### The task
Identify every line in the data below that contains the string "each", and copy those lines.

Items from a dataset
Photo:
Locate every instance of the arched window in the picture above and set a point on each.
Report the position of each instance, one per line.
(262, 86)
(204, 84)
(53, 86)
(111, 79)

### The completed task
Locate every instance of the arched window in the picture above and set a point on each.
Report the position of each instance, one per line.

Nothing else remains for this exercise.